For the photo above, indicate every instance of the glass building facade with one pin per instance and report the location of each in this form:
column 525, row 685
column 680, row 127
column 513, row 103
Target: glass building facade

* **Your objective**: Turn each line of the records above into an item of a numbered list, omitting any blank lines.

* **Finished answer**:
1. For the photo above, indicate every instance of the glass building facade with one pin per instance and report the location of each in this form:
2. column 525, row 685
3. column 680, row 127
4. column 513, row 103
5. Target: glass building facade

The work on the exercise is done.